SUPPLIED PASSAGE =
────────────────────────────────────────

Skip to content

connorjoleary/DeepCite

Repository files navigation

DeepCite extension

In a world filled with fake news and alternative facts, get the real deep sources for your information.

https://chrome.google.com/webstore/detail/deepcite/oibmgglhkkaigemacdkfeedffkjbpgoi?hl=en-US

Join the discussion here:

https://discord.gg/wr7uMAdWGz

Discord Banner 2

Table of Contents

Donate

Unfortunatly running code is not cheap and I would really appreciate any support you could give to see this project flourish.

website payment address
Bitcoin 361Dq2e5wnjAhCnQ8FEkeiK3CYZZJ9QuGs
Venmo @fippy24
Paypal and Sofi Money [email protected]

Run Locally

Extension

Chrome
  1. Install Google Chrome
  2. In Chrome, navigate to chrome://extensions/
  3. Enable developer mode
  4. Then click Load unpacked
  5. Select DeepCite/extension folder

Lambda (Now run on GCP Cloud Functions)

Run
cd backend/lambda
python3 -m venv v-env-test
source v-env-test/bin/activate
pip3 install -r requirements.txt -r test_requirements.txt
gunicorn -c gunicorn_config.py wsgi:app

Model (Now run on GCP Cloud Run)

Run python -m spacy download en_core_web_lg once to download the model

cd backend/model
python3 -m venv v-env
source v-env/bin/activate
pip3 install -r requirements.txt
gunicorn -c gunicorn_config.py wsgi

Testing

Frontend Testing

  • Download and install node.js from their website

  • For the following commands navigate to DeepCite/extension folder

    • Use command npm install mocha to install testing framework
    • Use command npm test to run tests
  • DeepCite/test-folder contains a basic web server meant for testing frontend functionality before we connect the frontend and backend together.

────────────────────────────────────────

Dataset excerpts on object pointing
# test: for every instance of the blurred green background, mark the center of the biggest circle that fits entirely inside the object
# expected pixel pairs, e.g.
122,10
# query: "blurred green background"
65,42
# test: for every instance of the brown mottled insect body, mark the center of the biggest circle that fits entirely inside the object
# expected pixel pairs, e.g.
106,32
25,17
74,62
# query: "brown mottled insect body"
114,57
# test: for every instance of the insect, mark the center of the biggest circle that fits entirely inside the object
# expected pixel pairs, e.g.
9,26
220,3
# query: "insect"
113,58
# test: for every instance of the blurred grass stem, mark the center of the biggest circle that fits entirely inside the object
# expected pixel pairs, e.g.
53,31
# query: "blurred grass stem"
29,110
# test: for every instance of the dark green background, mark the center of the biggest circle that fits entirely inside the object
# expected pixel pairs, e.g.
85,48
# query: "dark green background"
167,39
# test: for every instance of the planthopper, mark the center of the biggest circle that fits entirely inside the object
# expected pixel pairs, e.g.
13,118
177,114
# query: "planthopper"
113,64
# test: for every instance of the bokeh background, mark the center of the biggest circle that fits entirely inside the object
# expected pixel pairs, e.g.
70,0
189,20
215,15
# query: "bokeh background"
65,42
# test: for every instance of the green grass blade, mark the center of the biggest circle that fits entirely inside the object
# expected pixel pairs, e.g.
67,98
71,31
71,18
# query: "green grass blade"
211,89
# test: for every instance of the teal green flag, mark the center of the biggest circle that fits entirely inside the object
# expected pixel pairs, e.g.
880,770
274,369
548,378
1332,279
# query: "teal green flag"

────────────────────────────────────────

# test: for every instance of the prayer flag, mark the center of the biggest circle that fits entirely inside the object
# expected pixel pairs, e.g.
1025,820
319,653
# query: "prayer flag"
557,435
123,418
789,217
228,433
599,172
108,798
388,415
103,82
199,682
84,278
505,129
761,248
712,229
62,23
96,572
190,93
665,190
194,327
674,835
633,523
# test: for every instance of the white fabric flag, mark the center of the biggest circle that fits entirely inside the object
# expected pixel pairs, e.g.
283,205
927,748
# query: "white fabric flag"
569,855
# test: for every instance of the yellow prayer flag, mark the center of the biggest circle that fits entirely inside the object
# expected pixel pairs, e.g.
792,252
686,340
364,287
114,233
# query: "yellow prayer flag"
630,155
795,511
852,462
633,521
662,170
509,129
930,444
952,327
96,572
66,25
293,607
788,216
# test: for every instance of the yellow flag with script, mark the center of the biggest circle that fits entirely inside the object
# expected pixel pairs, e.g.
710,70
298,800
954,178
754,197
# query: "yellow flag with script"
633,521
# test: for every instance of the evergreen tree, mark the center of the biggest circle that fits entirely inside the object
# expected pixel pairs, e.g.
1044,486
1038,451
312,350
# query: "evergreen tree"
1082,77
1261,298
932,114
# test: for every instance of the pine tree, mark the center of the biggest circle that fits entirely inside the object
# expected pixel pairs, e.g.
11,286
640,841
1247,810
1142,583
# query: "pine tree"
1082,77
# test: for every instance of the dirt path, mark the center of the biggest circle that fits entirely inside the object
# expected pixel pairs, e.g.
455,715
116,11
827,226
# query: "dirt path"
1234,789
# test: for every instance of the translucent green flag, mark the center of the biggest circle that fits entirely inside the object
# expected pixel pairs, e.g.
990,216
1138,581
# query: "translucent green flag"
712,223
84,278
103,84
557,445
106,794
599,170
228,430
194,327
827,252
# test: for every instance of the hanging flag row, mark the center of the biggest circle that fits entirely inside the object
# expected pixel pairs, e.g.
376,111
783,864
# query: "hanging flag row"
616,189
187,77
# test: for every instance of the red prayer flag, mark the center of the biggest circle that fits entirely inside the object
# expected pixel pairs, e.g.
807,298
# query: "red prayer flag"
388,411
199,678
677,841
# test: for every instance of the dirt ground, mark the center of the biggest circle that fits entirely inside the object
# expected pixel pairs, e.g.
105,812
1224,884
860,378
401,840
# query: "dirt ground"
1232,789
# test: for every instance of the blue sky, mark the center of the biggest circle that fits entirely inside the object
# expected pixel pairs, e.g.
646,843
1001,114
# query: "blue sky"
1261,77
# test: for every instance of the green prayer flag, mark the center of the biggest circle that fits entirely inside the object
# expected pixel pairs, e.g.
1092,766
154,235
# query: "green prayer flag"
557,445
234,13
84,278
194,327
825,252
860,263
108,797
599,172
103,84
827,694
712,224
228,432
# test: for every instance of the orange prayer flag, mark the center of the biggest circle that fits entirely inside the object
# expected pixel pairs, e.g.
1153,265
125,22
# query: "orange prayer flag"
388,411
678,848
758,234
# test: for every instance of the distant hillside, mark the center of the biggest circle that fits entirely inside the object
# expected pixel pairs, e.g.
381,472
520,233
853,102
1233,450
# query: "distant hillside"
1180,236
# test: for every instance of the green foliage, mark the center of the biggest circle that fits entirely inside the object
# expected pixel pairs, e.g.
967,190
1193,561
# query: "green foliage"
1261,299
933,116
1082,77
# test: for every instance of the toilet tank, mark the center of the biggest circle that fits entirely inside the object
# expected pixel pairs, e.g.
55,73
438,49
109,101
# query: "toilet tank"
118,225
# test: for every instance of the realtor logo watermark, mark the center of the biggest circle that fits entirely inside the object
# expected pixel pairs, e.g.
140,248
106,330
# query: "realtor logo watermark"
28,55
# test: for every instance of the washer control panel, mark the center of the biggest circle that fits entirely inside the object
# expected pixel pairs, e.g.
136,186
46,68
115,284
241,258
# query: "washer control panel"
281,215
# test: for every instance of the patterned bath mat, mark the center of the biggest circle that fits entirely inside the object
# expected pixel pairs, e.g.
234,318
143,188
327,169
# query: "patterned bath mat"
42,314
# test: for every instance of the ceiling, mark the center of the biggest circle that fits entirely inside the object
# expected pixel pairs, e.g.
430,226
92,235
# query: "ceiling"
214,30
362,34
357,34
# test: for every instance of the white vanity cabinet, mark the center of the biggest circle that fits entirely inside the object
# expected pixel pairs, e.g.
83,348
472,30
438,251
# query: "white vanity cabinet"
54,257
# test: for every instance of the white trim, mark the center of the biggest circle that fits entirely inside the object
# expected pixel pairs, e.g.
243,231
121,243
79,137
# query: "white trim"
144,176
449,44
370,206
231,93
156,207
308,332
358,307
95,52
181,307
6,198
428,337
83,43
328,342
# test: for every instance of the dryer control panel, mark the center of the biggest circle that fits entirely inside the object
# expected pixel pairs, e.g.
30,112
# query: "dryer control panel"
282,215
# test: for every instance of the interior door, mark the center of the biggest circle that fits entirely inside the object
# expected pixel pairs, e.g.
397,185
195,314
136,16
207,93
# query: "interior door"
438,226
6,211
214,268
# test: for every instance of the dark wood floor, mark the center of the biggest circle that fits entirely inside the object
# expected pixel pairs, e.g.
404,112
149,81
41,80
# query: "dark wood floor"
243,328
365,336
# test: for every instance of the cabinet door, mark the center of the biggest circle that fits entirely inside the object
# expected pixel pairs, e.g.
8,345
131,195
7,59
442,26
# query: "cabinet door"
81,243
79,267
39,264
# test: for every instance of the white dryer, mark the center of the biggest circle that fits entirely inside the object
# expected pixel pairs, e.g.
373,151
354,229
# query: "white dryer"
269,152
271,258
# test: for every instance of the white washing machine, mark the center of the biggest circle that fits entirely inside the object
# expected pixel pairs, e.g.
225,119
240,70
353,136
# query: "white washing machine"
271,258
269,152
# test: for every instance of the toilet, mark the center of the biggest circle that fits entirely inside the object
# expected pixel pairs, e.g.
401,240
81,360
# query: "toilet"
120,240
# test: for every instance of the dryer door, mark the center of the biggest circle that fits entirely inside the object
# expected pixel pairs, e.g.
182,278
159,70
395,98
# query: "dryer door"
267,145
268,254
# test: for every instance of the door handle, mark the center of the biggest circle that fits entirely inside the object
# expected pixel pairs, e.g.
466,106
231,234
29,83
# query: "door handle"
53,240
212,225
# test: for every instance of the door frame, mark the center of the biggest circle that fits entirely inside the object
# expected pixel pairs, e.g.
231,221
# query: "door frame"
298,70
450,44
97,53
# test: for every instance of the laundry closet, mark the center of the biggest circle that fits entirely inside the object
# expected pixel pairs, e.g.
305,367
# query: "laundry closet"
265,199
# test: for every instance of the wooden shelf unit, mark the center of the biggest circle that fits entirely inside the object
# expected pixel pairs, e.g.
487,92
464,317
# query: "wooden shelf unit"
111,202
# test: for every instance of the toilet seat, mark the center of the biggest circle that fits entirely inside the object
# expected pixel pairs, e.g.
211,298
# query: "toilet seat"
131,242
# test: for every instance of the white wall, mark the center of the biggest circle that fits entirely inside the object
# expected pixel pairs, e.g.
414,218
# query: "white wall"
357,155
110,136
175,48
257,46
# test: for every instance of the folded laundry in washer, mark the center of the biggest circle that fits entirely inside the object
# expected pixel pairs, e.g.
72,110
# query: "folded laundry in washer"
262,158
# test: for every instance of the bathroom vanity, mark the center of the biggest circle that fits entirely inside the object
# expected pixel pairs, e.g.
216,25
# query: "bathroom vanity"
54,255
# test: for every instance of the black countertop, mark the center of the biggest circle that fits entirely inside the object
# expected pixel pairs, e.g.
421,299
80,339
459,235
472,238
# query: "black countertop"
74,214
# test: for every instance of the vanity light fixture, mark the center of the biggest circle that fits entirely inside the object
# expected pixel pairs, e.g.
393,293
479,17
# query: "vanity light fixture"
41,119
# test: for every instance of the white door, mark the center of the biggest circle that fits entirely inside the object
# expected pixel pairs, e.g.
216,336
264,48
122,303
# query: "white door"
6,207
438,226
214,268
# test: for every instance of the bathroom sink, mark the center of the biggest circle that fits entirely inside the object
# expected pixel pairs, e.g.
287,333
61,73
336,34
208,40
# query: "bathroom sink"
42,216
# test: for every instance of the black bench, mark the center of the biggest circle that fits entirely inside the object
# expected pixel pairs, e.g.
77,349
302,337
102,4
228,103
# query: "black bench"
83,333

────────────────────────────────────────

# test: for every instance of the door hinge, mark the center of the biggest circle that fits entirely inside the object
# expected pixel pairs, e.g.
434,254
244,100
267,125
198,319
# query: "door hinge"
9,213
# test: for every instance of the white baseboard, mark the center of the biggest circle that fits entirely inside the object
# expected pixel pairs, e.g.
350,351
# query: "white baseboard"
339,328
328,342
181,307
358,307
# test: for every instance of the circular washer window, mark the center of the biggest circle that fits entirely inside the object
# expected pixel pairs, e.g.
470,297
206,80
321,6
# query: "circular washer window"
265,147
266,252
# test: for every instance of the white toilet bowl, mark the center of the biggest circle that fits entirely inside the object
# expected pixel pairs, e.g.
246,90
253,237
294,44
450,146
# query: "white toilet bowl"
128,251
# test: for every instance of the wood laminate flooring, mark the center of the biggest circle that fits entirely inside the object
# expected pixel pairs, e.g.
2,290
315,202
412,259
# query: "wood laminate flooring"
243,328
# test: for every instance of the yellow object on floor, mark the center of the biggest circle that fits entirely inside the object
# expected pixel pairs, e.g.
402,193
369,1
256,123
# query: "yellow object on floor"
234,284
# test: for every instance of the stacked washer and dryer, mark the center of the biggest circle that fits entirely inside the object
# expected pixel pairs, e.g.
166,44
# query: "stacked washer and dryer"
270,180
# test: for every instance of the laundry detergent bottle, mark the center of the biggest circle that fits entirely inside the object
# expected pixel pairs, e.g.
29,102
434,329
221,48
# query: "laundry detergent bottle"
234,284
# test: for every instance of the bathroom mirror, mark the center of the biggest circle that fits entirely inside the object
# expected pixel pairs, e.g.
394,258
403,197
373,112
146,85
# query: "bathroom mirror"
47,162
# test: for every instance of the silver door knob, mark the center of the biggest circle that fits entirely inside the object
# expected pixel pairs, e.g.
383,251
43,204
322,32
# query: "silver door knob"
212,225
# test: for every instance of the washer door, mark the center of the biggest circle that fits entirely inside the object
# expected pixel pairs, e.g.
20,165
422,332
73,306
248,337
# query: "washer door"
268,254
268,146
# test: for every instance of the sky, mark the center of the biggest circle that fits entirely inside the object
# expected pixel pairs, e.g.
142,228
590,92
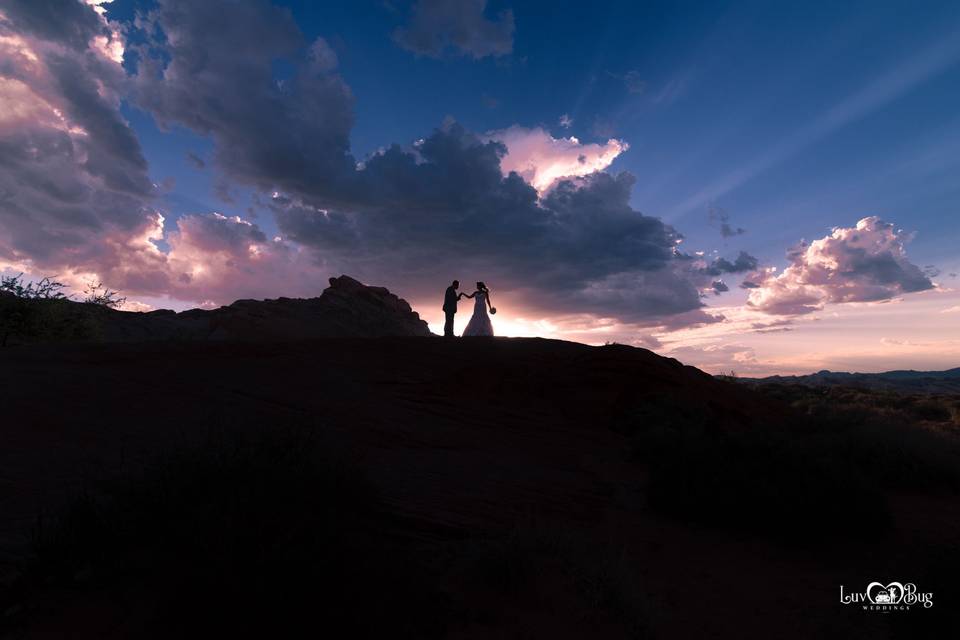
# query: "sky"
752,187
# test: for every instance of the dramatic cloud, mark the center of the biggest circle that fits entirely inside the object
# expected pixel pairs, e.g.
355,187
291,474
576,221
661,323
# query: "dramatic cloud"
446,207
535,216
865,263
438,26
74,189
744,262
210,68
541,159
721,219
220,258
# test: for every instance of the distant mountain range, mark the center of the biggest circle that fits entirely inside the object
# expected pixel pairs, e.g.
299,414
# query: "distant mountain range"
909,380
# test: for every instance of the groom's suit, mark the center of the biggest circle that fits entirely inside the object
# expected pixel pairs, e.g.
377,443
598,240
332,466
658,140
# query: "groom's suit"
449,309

────────────────────────────────────────

GIVEN EXERCISE 1 =
Output the stretch of the DeepCite README from "Lambda (Now run" through "GCP Cloud Run)", word for word.
GIVEN EXERCISE 2 =
List the numbered steps the DeepCite README gives for running the extension locally in Chrome.

FULL SOLUTION 1 =
Lambda (Now run on GCP Cloud Functions)

Run
cd backend/lambda
python3 -m venv v-env-test
source v-env-test/bin/activate
pip3 install -r requirements.txt -r test_requirements.txt
gunicorn -c gunicorn_config.py wsgi:app

Model (Now run on GCP Cloud Run)

FULL SOLUTION 2 =
1. Install Google Chrome
2. In Chrome, navigate to chrome://extensions/
3. Enable developer mode
4. Then click Load unpacked
5. Select DeepCite/extension folder